• _给定任务_:
把下面的材料全部逐行照抄一遍，略去其中的图片。

点标注数据集中的记录
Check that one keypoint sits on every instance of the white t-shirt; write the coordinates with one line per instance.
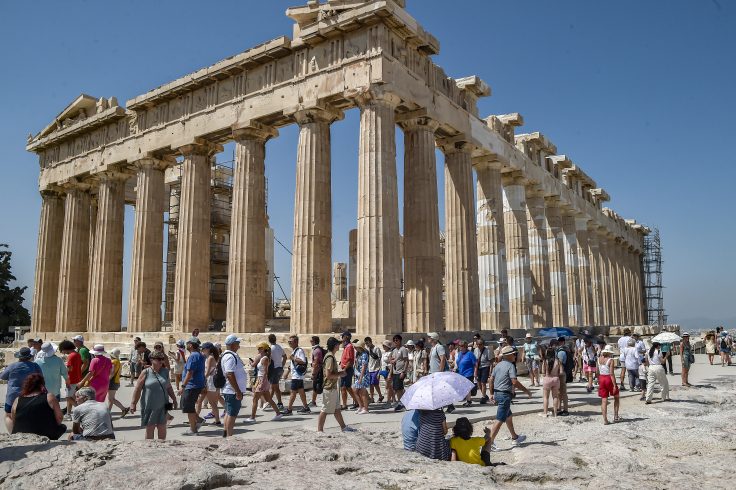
(231, 363)
(277, 355)
(299, 354)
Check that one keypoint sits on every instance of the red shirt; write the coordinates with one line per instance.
(74, 366)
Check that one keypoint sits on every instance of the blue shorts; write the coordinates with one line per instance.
(347, 380)
(504, 405)
(232, 404)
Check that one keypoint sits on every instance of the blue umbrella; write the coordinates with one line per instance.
(556, 332)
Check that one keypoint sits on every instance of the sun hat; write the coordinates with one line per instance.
(23, 353)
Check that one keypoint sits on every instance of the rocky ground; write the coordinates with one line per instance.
(688, 442)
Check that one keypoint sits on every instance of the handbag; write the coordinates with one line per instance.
(168, 406)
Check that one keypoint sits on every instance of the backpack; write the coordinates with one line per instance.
(569, 364)
(219, 379)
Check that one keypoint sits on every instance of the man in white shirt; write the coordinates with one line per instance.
(298, 368)
(235, 382)
(279, 359)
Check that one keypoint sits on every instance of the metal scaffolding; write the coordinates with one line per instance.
(653, 289)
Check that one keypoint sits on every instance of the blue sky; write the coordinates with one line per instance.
(640, 94)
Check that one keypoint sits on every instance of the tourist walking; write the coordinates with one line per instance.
(91, 419)
(687, 358)
(53, 369)
(236, 384)
(503, 379)
(607, 385)
(298, 369)
(531, 358)
(194, 383)
(74, 369)
(114, 384)
(35, 410)
(278, 356)
(483, 365)
(262, 387)
(431, 441)
(318, 378)
(347, 364)
(361, 382)
(153, 389)
(374, 368)
(657, 373)
(551, 369)
(210, 393)
(98, 376)
(330, 393)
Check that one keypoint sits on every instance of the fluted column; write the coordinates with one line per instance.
(71, 312)
(422, 259)
(586, 290)
(48, 261)
(311, 271)
(539, 259)
(191, 288)
(572, 269)
(462, 308)
(146, 272)
(378, 288)
(246, 288)
(492, 275)
(106, 286)
(517, 251)
(557, 268)
(594, 256)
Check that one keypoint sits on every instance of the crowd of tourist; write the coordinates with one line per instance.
(197, 376)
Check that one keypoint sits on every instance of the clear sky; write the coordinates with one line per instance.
(642, 95)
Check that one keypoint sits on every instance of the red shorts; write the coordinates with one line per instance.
(606, 387)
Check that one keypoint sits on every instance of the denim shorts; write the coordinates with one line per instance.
(232, 404)
(504, 405)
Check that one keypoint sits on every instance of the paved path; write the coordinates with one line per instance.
(128, 428)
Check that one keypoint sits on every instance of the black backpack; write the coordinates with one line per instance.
(219, 379)
(569, 363)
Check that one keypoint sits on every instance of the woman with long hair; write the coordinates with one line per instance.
(36, 411)
(262, 387)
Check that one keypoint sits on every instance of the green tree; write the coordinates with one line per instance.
(12, 311)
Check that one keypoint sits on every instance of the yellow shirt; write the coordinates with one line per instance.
(468, 451)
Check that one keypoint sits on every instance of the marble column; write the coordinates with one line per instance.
(106, 286)
(246, 288)
(586, 289)
(492, 275)
(517, 251)
(311, 271)
(594, 256)
(71, 312)
(539, 259)
(557, 268)
(378, 288)
(146, 272)
(572, 269)
(48, 261)
(462, 306)
(422, 259)
(191, 288)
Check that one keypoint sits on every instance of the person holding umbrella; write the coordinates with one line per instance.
(502, 380)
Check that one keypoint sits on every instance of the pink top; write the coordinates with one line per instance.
(100, 367)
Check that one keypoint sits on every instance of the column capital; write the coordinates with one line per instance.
(199, 147)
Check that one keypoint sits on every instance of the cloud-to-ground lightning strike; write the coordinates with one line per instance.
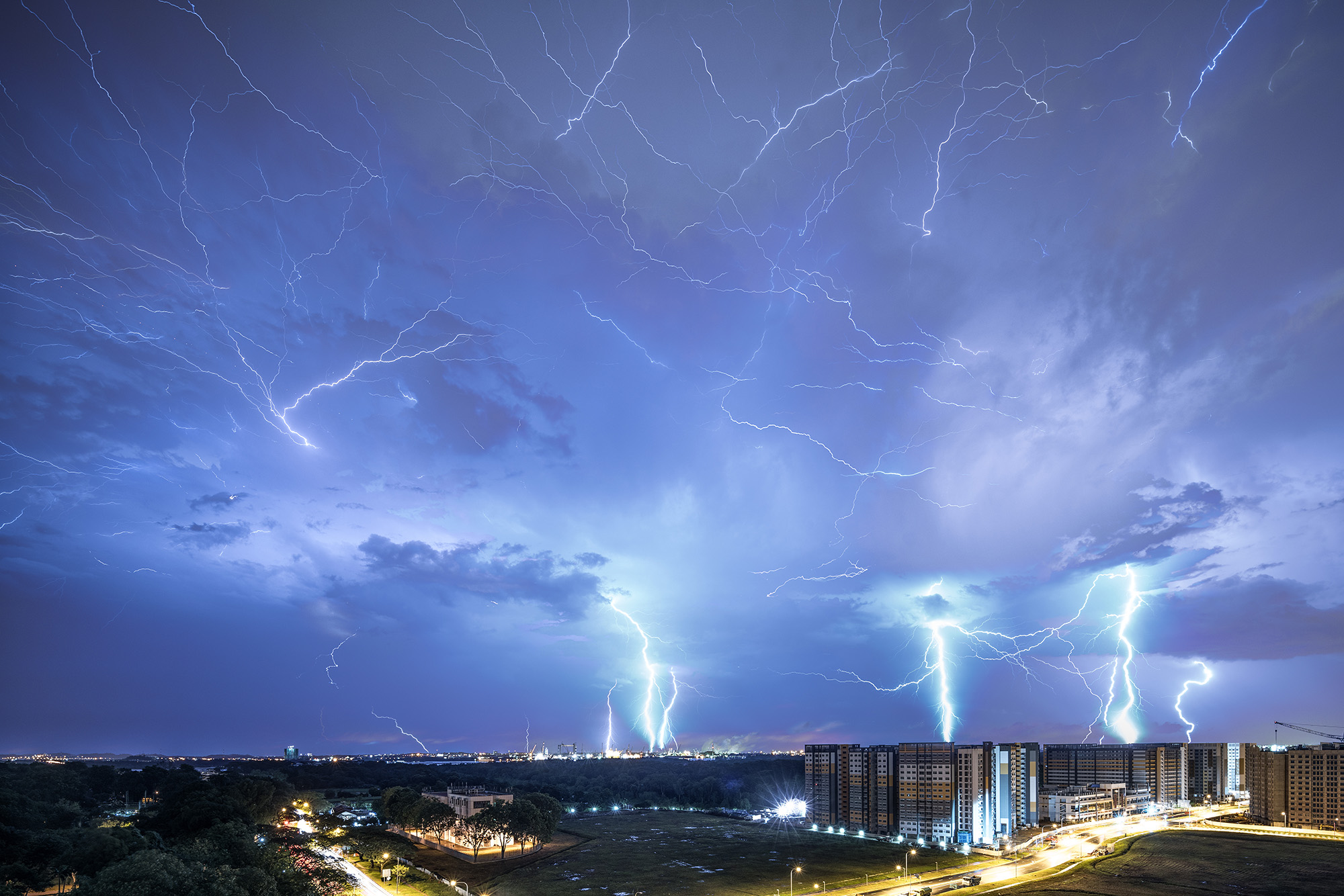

• _书面回答_:
Check that one keypoint sits on every instance of the white t-shirt; write the coordinates with one line per instance.
(231, 363)
(277, 355)
(299, 354)
Check that one keypoint sits on every instance of the red shirt; write the coordinates with one line per instance.
(74, 366)
Check that one keypoint sits on every instance of the blue shorts; write the coordinates with one line per instance.
(347, 380)
(504, 405)
(232, 404)
Check that one keypoint sits on every instance of the blue umbrella; write the coordinates with one line per instance.
(556, 332)
Check that one keypoint sits on every instance of the sun hat; write the coordinates with one line per instance.
(23, 353)
Check that one keypoint sits on every instance of the rocky ground; write the coordinates with one line per instance.
(688, 442)
Check that one keypoint sits on every instance of the handbag; write the coordinates with one line per instance.
(168, 406)
Check that one keypoint sits on every instance of the backpack; write the coordinates with one line per instance.
(569, 364)
(219, 379)
Check that one keypoint sits on every instance of the man in white shirt; write the coordinates with one line per instance.
(298, 368)
(235, 382)
(279, 359)
Check that one keypoint sits on every instance of the metal scaffolding; write the coordinates with one line per instance.
(653, 289)
Check that one keypoint sits on every instance of the blue sky; write the coordinates with one line per instance.
(640, 94)
Check that one keypoint sits on every instance of the tourist walking; write the coordinates with one line per instance.
(91, 419)
(687, 358)
(53, 369)
(236, 384)
(503, 379)
(607, 385)
(298, 369)
(531, 358)
(194, 383)
(74, 369)
(114, 384)
(35, 410)
(278, 356)
(483, 365)
(262, 387)
(431, 441)
(318, 378)
(347, 364)
(361, 382)
(153, 389)
(374, 368)
(657, 373)
(551, 369)
(210, 393)
(98, 376)
(330, 393)
Check that one keypoint sits on every instance of the fluted column; write the coordinates with one line per instance.
(71, 312)
(422, 259)
(586, 290)
(48, 261)
(311, 271)
(539, 259)
(191, 288)
(572, 269)
(462, 308)
(146, 272)
(378, 288)
(246, 288)
(492, 275)
(106, 286)
(517, 251)
(557, 268)
(594, 256)
Check that one keypoint sits on every instance of the crowd of tourist; write the coordinates with one line per instance.
(197, 376)
Check that one keypoint sits on every instance of the clear sky; write the coordinates with one line per instance.
(642, 95)
Check that one keypoint sits on every instance of the red shorts; write the coordinates with one line per instance.
(606, 387)
Check that one keypoint sits on every instance of the denim shorts; write the coordinates with one line per instance.
(232, 404)
(504, 405)
Check that one keypoint sits on every instance of the paved path; write the coordinates with one line per instance.
(128, 428)
Check that one keypoint sits on every instance of the black backpack; write the coordinates with one line per instance.
(219, 379)
(569, 363)
Check that one keypoint sits on every instance of the woman with long hair; write the coordinates with one line per instance.
(36, 411)
(262, 387)
Check that one keypoint sits on every instance of the green tree; write the coordinates with one line per instance.
(12, 311)
Check that one keypoint sits on every instance of the yellow shirt; write the coordinates with one line per instance.
(468, 451)
Check that one keypoint sits on every instance of the marble column; write the coordinates with one line per instance.
(106, 286)
(246, 288)
(586, 289)
(492, 275)
(517, 251)
(311, 271)
(594, 256)
(71, 312)
(539, 259)
(557, 268)
(378, 288)
(146, 272)
(572, 269)
(48, 261)
(462, 306)
(422, 259)
(191, 288)
Check that one keypoint sits on every instance of the person holding umbrella; write the coordinates with one line per instance.
(502, 380)
Check that one keypoint sits on every instance of the pink top; write the coordinates with one line per instance.
(100, 367)
Check that one keypoint sits on every instance of the column capital; write the coordinates with one line per instance.
(199, 147)
Check that one keypoint sits on every instance of the cloud-to-ground lightning strike; write the coordinates with one line per instance.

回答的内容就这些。